• Work request:
Can you transcribe every entry word for word, skipping the images?

--- Source material Enclosed Below ---

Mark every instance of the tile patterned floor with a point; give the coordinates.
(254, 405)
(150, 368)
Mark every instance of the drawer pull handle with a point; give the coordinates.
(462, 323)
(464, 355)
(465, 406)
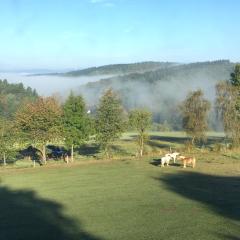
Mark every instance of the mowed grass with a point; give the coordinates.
(123, 199)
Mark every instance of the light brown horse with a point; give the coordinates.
(188, 160)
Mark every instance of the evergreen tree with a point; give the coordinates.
(109, 120)
(7, 140)
(77, 124)
(140, 120)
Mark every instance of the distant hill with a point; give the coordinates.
(12, 96)
(161, 89)
(120, 69)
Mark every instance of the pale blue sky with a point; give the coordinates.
(58, 34)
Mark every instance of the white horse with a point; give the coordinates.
(172, 156)
(165, 159)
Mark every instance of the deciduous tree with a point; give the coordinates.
(39, 123)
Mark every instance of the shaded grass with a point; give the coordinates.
(132, 199)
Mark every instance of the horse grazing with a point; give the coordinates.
(173, 156)
(165, 159)
(188, 160)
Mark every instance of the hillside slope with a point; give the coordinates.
(161, 90)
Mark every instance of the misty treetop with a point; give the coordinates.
(162, 89)
(119, 69)
(110, 120)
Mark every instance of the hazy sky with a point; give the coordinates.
(79, 33)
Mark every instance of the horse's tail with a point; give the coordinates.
(194, 162)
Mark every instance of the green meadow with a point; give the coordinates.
(125, 197)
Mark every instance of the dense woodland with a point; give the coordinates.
(161, 90)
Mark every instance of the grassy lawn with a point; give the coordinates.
(123, 199)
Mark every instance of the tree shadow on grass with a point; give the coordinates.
(89, 150)
(220, 193)
(183, 140)
(25, 216)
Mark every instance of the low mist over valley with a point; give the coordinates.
(157, 86)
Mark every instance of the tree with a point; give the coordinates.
(235, 82)
(194, 115)
(109, 120)
(140, 120)
(77, 124)
(40, 122)
(6, 140)
(228, 105)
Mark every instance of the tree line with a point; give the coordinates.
(44, 120)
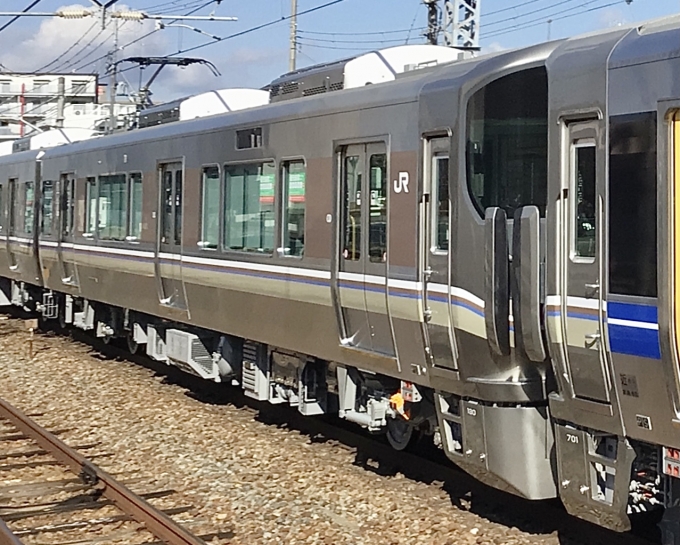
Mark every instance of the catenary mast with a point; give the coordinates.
(459, 22)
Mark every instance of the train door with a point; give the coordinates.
(362, 270)
(435, 248)
(66, 252)
(169, 245)
(12, 215)
(582, 226)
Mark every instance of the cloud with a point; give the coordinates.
(612, 17)
(493, 47)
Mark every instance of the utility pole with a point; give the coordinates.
(61, 99)
(461, 23)
(292, 64)
(432, 33)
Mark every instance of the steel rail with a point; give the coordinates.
(156, 522)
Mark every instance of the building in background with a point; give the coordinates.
(29, 102)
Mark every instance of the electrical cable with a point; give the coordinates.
(542, 21)
(71, 48)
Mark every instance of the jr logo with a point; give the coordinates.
(401, 184)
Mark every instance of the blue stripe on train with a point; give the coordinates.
(631, 340)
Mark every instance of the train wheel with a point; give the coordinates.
(399, 433)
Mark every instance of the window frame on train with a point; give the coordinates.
(271, 164)
(490, 181)
(204, 243)
(287, 206)
(135, 212)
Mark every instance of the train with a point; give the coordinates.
(481, 250)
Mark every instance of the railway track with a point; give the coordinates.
(538, 522)
(424, 463)
(96, 498)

--- End of Enclosed Source material ---

• Exercise output:
Mark every instance of the tile patterned floor with a point; give the coordinates.
(254, 405)
(150, 368)
Mark every instance of the drawer pull handle with a point; give the coordinates.
(462, 323)
(464, 355)
(465, 406)
Mark every instance of the mowed grass with a point; give the coordinates.
(123, 199)
Mark every instance of the light brown horse with a point; give the coordinates.
(188, 160)
Mark every instance of the evergreen tree with a point; give the coordinates.
(109, 120)
(7, 140)
(77, 124)
(140, 120)
Mark every instance of the distant hill with a point; give the coordinates.
(12, 96)
(161, 89)
(120, 69)
Mark every instance of the pale blue sky with a point; give the coordinates.
(58, 34)
Mark every instance of the white horse with a point; give the coordinates.
(172, 156)
(165, 159)
Mark every instance of the deciduous tree with a point; give the coordinates.
(39, 123)
Mark every instance of the shaded grass with a point; give the coordinates.
(132, 199)
Mark every instance of the horse grazing with a point; give the coordinates.
(173, 156)
(165, 159)
(188, 160)
Mark every instance of the hillside slope with a point; give the coordinates.
(161, 90)
Mark every instance of the misty treetop with a point; give the coordinates.
(162, 89)
(119, 69)
(110, 120)
Mark every instance of the hazy sky with a point; give the coordinates.
(79, 33)
Mark every instance of the horse's tail with a point; give the coordinates.
(194, 162)
Mark every instance of the green meadow with a point; give the coordinates.
(125, 197)
Mark every instance of the dense woodland with a point; give the coordinates.
(161, 90)
Mark every instance of the grassy lawn with a point; give the coordinates.
(123, 199)
Mark every instance of the tree shadow on grass with a point; give the coordinates.
(89, 150)
(220, 193)
(183, 140)
(25, 216)
Mark every instance of the low mist over valley with a point; give the coordinates.
(157, 86)
Mark every instance of the tree with a point; give the coordinates.
(235, 82)
(194, 115)
(109, 120)
(140, 120)
(77, 124)
(40, 122)
(6, 140)
(228, 105)
Mark every instance of the tree line with a point; give the coordinates.
(44, 120)
Mark every instance of the catenary mast with a point; give the coordinates.
(459, 22)
Mark every instance of the train door with a point; give the coordinates.
(362, 270)
(435, 248)
(66, 252)
(169, 245)
(12, 215)
(582, 226)
Mark every instance of the cloud with a point; give the coordinates.
(612, 17)
(493, 47)
Mark every instance of the utility pole with a point; give the coordinates.
(61, 99)
(461, 23)
(292, 64)
(432, 33)
Mark every instance of the steel rail with a point; give the coordinates.
(156, 522)
Mark every instance of the building in background with a point; give the coordinates.
(29, 102)
Mark every instance of the electrical cable with a point; give the coordinates.
(542, 21)
(71, 48)
Mark every instance of the jr logo with a point; give the coordinates.
(401, 184)
Mark every instance of the blue stripe on train with a point; give the coordinates.
(631, 340)
Mark every instance of the train wheel with a point; give the coordinates.
(399, 433)
Mark every instance of the window frame on train with a point; give the coordinates.
(271, 164)
(490, 181)
(204, 243)
(287, 206)
(135, 212)
Mark every instance of the train with a point; give the coordinates.
(481, 250)
Mark every instance of the railway track with a point; give the coordinates.
(538, 522)
(424, 463)
(96, 498)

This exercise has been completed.